THE INPUT |
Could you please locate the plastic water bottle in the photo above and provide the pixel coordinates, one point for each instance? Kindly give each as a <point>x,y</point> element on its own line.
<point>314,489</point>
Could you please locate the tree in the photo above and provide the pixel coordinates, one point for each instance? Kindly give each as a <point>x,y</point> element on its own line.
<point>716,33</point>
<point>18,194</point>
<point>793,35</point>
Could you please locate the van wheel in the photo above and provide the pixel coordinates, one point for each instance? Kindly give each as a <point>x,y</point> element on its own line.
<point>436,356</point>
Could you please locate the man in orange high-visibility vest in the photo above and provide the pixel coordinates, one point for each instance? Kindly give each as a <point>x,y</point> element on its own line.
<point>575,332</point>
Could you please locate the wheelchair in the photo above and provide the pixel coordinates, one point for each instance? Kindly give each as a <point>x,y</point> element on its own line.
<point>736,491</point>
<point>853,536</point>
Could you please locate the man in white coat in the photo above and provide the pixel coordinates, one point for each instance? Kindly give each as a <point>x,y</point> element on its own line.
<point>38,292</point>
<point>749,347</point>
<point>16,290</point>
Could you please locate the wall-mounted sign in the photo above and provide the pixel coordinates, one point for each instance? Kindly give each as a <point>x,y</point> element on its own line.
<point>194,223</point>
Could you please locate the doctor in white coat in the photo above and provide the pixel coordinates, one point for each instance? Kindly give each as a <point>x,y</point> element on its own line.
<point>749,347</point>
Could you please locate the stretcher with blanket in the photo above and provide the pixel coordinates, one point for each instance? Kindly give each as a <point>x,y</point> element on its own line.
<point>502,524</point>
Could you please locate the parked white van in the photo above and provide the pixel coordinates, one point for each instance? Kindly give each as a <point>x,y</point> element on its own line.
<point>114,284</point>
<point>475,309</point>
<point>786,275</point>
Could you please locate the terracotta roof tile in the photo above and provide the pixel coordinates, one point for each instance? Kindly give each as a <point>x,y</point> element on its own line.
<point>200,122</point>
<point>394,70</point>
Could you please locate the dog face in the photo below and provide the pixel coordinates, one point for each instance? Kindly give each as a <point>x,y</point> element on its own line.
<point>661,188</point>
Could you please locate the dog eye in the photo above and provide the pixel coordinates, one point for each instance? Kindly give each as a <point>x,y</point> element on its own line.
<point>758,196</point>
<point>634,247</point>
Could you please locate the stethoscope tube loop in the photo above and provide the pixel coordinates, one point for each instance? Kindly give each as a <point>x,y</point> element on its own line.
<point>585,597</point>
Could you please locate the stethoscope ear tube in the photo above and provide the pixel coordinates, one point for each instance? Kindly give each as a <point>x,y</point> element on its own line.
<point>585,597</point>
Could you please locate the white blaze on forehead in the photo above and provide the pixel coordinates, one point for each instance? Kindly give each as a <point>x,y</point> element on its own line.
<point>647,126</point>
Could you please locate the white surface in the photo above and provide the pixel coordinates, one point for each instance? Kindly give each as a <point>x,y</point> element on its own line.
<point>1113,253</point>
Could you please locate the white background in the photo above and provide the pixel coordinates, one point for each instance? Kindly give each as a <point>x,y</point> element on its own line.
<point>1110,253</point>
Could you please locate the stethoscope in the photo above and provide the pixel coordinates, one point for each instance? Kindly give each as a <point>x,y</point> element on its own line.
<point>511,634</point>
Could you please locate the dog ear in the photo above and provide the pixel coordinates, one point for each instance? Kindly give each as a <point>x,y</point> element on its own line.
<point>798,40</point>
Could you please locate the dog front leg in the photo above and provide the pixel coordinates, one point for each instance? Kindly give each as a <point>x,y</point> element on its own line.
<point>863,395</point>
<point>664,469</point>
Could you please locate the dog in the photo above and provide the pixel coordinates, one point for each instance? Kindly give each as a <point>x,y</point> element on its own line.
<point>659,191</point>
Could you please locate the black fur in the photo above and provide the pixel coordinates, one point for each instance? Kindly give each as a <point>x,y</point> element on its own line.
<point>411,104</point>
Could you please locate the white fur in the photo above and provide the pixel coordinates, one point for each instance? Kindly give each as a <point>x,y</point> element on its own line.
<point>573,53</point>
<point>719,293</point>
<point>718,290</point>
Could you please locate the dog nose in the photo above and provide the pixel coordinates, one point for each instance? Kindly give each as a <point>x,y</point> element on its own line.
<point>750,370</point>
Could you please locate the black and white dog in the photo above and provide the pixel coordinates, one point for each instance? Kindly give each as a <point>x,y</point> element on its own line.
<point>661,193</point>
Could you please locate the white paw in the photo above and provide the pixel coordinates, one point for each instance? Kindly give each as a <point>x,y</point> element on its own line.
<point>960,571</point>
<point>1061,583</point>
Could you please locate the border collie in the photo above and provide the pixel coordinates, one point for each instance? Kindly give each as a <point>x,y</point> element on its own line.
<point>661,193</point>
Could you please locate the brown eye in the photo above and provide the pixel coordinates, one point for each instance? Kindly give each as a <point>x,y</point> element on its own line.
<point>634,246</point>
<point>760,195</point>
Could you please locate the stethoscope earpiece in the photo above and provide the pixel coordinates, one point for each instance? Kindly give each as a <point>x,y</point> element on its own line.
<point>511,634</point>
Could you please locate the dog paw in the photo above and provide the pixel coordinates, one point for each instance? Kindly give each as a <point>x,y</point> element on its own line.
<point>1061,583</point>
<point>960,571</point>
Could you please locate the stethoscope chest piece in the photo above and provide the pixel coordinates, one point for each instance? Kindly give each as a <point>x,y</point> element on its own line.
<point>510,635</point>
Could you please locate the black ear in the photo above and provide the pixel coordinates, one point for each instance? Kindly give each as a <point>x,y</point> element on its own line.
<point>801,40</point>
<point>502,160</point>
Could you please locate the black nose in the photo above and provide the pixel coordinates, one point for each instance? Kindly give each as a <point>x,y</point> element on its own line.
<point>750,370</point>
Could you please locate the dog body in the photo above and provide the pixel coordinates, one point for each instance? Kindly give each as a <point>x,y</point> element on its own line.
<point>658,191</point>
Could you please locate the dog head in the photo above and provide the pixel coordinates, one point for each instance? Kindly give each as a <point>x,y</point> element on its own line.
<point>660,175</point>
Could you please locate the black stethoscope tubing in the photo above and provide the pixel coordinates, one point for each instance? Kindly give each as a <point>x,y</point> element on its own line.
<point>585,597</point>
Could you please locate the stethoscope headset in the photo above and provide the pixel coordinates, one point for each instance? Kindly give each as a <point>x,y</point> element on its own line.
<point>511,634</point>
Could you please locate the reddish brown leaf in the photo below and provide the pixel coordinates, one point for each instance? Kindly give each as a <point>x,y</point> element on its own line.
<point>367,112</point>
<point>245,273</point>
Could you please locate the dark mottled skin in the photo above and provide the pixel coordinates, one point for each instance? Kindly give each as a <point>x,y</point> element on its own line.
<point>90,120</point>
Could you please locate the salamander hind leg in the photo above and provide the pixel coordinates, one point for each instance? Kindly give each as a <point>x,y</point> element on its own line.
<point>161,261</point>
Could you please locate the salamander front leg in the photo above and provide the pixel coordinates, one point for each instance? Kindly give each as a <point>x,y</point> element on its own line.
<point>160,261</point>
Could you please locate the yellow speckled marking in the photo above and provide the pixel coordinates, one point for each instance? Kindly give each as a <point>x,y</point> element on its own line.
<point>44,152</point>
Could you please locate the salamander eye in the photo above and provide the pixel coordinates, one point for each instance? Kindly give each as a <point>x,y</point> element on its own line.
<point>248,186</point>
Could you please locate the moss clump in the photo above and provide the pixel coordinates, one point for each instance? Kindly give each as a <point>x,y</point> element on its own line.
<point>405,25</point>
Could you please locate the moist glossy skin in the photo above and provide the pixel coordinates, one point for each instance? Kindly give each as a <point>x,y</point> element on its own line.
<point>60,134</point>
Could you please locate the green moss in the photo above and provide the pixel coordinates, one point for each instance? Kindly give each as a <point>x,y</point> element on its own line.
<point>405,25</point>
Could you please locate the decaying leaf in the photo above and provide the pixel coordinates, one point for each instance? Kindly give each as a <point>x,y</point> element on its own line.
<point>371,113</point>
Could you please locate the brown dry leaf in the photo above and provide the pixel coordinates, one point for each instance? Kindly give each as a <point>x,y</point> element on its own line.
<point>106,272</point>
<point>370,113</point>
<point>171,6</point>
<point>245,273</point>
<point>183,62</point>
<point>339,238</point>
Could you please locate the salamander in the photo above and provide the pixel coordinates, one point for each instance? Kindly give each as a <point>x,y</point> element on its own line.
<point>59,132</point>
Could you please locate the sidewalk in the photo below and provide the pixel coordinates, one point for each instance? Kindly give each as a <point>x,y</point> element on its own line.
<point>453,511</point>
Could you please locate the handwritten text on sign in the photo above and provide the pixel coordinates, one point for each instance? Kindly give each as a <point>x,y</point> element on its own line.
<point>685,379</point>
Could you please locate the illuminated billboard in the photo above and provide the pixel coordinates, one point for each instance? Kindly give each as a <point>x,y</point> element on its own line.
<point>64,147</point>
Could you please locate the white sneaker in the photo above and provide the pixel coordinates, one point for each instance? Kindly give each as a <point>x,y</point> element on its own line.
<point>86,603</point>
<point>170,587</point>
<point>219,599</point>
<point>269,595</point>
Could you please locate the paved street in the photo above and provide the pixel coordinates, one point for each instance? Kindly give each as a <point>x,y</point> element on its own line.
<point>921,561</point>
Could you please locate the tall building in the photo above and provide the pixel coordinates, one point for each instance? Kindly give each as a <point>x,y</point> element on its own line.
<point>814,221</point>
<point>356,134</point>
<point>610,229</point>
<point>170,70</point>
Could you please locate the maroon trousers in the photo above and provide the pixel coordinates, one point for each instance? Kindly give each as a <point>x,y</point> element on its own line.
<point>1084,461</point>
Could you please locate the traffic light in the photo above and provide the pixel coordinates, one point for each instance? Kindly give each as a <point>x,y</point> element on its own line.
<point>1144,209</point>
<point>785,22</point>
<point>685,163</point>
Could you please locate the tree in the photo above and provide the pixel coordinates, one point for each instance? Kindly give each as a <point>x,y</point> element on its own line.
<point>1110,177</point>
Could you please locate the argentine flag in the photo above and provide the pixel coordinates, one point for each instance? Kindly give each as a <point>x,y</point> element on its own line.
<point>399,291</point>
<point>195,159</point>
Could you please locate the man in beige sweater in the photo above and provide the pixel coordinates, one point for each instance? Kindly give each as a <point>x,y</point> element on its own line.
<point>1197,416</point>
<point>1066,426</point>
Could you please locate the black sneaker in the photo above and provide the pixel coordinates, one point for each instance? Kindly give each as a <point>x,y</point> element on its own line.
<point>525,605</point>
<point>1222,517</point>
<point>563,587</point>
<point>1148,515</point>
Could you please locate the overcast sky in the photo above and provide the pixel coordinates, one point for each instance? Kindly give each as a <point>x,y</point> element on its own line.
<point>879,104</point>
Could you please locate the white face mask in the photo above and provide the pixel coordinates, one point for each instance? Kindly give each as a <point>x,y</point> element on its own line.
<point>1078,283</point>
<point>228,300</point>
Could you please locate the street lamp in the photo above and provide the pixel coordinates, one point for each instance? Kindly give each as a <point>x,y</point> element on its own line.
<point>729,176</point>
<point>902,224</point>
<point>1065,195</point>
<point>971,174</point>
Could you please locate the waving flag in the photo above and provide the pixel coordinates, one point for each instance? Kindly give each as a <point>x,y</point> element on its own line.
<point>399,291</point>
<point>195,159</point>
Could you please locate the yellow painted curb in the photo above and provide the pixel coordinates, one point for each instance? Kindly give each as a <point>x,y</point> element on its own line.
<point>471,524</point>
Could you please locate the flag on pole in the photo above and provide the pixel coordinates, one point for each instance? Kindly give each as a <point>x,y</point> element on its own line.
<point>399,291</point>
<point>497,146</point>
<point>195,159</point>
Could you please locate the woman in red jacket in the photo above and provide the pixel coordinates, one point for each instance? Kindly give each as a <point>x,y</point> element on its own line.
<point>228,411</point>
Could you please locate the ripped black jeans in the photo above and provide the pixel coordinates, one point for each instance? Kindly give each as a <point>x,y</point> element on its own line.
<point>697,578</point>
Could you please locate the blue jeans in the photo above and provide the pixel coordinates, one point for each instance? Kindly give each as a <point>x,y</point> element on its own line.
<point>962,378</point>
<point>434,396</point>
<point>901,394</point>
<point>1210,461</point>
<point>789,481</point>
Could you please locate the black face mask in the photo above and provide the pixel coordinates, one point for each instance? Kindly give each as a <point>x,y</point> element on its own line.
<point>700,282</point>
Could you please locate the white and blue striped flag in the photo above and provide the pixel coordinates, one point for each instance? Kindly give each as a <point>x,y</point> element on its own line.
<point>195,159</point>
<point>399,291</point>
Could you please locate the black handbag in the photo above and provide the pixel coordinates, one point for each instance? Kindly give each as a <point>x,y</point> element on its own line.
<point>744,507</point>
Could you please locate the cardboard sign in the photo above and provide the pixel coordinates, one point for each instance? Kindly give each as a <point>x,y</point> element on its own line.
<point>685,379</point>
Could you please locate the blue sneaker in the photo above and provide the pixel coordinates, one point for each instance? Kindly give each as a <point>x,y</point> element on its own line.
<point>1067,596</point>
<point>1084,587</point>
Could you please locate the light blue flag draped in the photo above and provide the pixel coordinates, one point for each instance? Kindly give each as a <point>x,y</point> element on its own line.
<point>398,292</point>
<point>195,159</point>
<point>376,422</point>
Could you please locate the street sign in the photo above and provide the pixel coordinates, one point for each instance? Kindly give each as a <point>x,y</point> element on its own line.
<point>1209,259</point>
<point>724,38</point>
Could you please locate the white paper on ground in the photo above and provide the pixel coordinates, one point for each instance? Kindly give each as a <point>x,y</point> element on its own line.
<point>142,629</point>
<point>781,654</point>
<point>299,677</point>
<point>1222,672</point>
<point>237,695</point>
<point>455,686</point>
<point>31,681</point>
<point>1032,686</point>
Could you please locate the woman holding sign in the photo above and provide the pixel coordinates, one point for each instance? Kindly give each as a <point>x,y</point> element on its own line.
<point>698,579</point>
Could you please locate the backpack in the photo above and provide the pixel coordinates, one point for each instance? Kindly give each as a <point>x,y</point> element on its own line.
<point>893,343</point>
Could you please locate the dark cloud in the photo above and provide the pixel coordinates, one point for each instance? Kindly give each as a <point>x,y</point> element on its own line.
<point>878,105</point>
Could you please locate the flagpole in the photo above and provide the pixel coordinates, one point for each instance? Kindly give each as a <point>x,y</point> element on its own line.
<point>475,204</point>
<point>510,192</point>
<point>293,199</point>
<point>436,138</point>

TASK |
Output the stretch of lines from the one containing "Could you please locate the moist" through the one containing "<point>59,132</point>" exactly as they appear, with both of those lines included.

SOLUTION FOR THIS PROBLEM |
Could you please locate the moist glossy skin in the photo above and provide the pixel coordinates, one point for each instance? Kindly give each as a <point>x,y</point> element on its own line.
<point>60,134</point>
Could you please locate the green moss in the photo above and provide the pixel coordinates, one point for each instance? Kindly give each as a <point>x,y</point> element on its own line.
<point>405,25</point>
Could you please locate the decaying leaf in the photo above and provide the pixel coordinates, one point for each instance? Kindly give each as a <point>x,y</point> element on its own line.
<point>371,113</point>
Could you please locate the brown dry leaf in the photo above and provide the pixel coordinates, one point for each instance? Kindly give each as a <point>x,y</point> element on its own line.
<point>106,272</point>
<point>370,113</point>
<point>171,6</point>
<point>245,273</point>
<point>183,62</point>
<point>339,238</point>
Could you please locate the salamander in the photo above and provide the pixel coordinates, one point for each instance? Kindly give each as a <point>x,y</point> element on its own line.
<point>59,132</point>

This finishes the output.